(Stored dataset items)
[BEGIN]

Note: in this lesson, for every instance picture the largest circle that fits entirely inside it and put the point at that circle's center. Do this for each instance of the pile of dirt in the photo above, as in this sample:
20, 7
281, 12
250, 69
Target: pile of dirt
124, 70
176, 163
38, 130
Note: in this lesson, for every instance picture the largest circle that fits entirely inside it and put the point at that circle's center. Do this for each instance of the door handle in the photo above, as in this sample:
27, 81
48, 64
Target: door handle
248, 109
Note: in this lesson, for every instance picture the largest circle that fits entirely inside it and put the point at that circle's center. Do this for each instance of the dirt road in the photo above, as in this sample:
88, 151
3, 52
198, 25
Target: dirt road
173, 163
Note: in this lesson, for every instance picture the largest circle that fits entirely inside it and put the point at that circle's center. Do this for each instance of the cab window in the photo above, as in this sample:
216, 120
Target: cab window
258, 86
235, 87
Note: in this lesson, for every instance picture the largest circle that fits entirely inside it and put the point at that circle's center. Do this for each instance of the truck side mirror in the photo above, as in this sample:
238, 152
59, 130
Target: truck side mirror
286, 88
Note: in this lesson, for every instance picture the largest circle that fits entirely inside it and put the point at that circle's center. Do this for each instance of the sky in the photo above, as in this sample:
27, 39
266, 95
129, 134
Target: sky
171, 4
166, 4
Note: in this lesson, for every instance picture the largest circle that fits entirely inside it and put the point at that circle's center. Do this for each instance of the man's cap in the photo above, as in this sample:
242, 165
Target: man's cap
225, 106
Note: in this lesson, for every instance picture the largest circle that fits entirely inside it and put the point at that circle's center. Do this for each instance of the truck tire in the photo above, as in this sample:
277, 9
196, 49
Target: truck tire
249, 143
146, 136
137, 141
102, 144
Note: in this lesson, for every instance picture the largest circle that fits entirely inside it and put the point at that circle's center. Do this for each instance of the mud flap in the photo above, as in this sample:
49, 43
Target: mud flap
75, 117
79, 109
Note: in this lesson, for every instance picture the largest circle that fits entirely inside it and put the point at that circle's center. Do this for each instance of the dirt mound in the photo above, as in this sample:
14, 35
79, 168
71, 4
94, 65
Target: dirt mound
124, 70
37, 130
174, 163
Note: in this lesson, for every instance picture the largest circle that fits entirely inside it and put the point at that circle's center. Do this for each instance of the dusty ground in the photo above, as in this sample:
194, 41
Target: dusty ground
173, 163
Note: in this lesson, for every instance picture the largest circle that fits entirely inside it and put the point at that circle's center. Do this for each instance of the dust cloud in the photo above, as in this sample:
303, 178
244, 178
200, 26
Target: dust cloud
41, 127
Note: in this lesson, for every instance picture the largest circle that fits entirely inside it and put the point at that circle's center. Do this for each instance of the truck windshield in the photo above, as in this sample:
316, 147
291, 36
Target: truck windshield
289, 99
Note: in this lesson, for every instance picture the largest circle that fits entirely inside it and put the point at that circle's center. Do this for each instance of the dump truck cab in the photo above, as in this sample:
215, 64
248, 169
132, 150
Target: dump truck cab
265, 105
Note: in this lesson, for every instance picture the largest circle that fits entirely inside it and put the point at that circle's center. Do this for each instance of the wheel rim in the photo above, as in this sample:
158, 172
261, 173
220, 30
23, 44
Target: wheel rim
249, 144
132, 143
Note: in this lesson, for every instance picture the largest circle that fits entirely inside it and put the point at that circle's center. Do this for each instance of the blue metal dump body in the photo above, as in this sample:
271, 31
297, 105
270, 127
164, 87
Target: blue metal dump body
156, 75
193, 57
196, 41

[END]
[BEGIN]

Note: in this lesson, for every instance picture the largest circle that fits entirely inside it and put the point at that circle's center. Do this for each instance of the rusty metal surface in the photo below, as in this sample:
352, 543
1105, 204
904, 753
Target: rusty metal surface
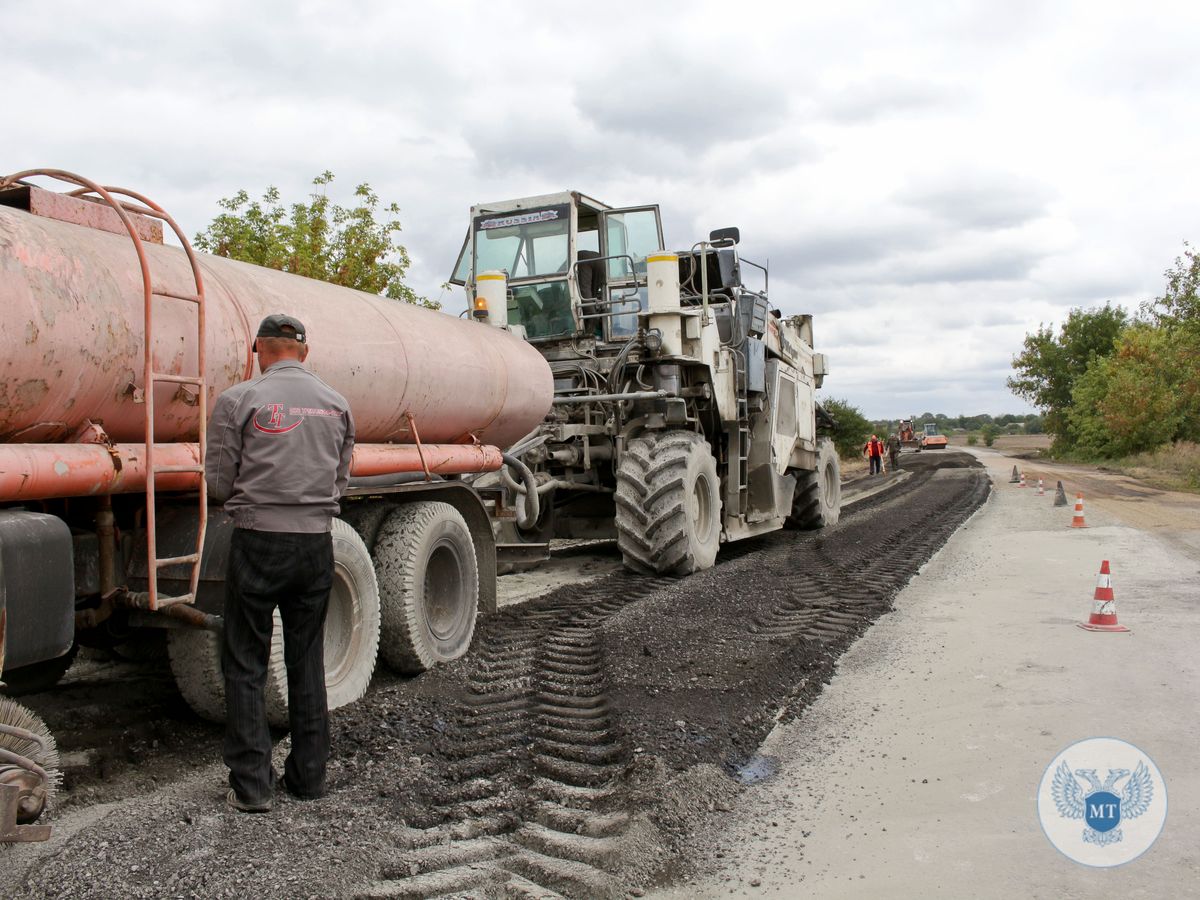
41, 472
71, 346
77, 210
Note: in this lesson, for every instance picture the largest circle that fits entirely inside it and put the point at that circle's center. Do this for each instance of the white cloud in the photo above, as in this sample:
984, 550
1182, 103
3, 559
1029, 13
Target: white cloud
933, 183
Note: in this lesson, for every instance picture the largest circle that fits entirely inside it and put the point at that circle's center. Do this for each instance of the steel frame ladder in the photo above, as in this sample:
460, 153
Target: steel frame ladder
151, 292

[END]
[BEGIN]

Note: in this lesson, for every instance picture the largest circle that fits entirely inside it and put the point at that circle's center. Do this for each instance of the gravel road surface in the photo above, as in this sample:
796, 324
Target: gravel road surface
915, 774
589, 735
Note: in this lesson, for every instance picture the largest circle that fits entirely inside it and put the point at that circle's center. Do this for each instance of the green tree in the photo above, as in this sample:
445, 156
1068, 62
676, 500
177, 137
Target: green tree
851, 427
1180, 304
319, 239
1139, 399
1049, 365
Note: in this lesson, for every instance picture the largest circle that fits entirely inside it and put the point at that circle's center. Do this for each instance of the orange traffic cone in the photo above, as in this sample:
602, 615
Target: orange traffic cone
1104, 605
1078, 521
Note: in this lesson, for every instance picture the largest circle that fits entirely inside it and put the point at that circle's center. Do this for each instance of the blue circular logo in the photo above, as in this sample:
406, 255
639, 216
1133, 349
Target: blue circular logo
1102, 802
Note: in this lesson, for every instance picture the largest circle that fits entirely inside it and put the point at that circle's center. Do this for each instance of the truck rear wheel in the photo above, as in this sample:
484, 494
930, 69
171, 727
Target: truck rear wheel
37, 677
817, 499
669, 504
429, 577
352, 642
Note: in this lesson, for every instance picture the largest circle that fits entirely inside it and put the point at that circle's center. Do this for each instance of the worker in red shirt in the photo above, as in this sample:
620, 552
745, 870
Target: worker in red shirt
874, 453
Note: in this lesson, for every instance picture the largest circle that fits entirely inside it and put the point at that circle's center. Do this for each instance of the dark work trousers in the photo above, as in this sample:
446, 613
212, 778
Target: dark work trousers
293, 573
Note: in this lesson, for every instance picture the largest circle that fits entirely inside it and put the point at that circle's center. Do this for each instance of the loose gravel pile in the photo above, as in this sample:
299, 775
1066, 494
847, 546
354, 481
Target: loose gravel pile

[END]

# [TASK]
Pick out each line of the data that contains the string "cone" and copy those lines.

# [RESULT FOR THIS EXERCISE]
Note: in this lesson, for every instance picture the largest circle that fits entirely inside it and put the point at that circle's center. Do this for each instance of the orange traffic cone in the photo above, as in this sample:
Target: orange traffic cone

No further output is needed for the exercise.